Testo fornito

* * *

Lo stile di una Milano che sentiva il fascino della Belle Époque, che passava attraverso le 2 guerre mondiali, il boom degli anni ‘50, le forme degli anni ‘60, le nuove mode degli anni ‘70 fino ad arrivare alla “felicità” degli anni ‘80 e agli anni ‘90. Il tutto raccontato tramite gli abiti indossati dalle donne della medio-alta borghesia durante le occasioni mondane: cene di gala, gran balli, prime della Scala, ma anche momenti da giorno come concerti pomeridiani, matrimoni e tanto altro ancora.
Questo in una mostra dal titolo “Outfit ‘900. Abiti per le grandi occasioni nella moda di Palazzo Morando” che aprirà per l’appunto a Palazzo Morando domani, il 20 dicembre, per chiudersi quasi un anno dopo: il 4 novembre del 2018. Un’esposizione che si inserisce nel progetto dell’Assessorato alla Cultura meneghino di proporre, per l’anno che sta per prendere il via, un palinsesto culturale sul Novecento italiano.

* * *

Consegna a
Nel testo sulla mostra di Palazzo Morando, in che data chiuderà l'esposizione?

Record estratti

* * *

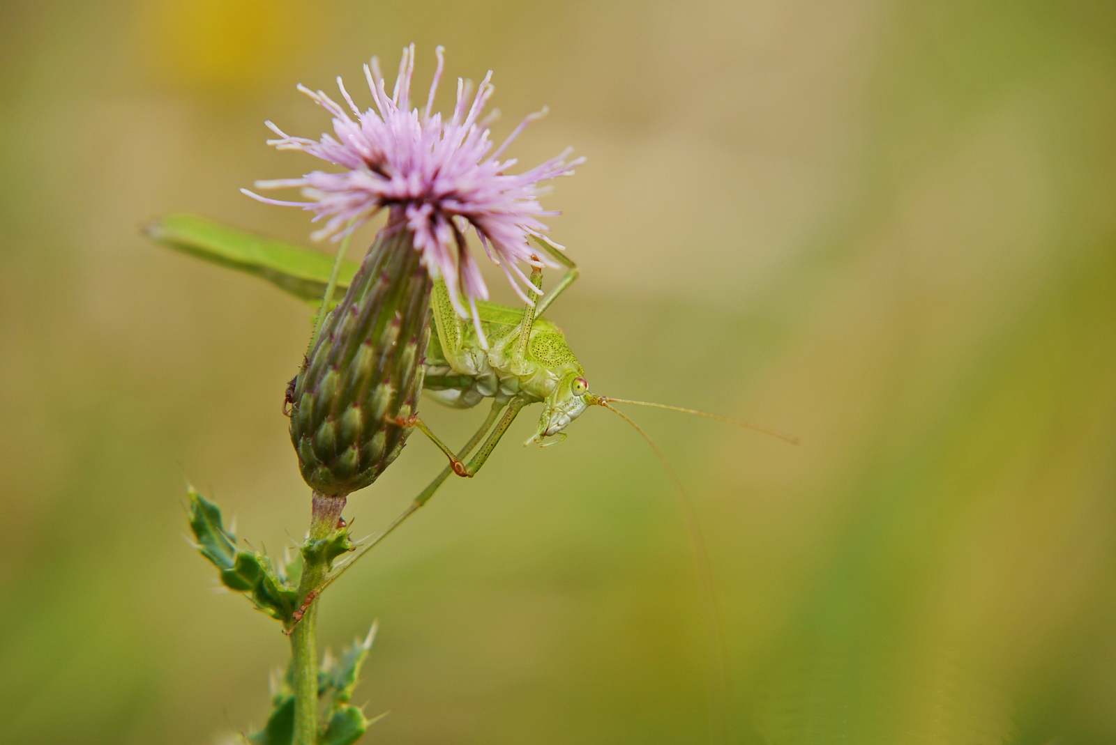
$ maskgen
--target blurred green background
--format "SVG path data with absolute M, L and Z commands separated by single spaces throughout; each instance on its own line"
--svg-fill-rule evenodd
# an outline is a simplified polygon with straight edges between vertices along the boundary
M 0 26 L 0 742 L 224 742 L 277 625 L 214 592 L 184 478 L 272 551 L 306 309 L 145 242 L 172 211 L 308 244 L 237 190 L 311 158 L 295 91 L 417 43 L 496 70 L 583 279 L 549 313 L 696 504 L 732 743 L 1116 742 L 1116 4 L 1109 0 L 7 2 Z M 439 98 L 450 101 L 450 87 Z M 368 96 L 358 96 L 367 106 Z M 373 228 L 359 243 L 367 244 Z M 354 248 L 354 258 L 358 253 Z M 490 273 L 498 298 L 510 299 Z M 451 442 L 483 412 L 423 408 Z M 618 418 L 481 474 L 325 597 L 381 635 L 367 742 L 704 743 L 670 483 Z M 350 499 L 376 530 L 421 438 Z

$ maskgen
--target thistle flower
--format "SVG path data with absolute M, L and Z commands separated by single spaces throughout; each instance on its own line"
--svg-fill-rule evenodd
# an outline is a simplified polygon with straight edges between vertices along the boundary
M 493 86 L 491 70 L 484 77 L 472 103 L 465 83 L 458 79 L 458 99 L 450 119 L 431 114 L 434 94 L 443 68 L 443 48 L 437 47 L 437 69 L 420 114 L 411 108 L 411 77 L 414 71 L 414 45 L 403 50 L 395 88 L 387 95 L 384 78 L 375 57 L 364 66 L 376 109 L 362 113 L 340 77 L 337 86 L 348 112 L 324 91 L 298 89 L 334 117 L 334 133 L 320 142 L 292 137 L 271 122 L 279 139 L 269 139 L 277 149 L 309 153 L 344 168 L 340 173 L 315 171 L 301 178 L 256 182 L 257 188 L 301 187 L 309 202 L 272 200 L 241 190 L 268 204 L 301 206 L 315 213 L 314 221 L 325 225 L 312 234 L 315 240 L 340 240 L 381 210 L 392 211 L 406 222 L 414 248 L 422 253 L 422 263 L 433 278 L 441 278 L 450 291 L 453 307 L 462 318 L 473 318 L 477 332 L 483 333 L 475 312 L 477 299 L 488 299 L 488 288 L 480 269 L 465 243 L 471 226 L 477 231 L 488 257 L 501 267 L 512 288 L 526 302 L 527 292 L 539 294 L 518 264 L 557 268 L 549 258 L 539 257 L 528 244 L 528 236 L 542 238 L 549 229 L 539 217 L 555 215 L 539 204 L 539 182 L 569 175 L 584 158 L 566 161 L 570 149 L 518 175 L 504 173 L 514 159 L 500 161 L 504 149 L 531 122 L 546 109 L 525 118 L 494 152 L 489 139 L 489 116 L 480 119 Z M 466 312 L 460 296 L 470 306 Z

* * *

Consegna b
In quante righe dei record compare la stringa "target"? Contale distinguendo tra maiuscole e minuscole e rispondi solo con il numero.

Risposta a
Il 4 novembre 2018.

Risposta b
2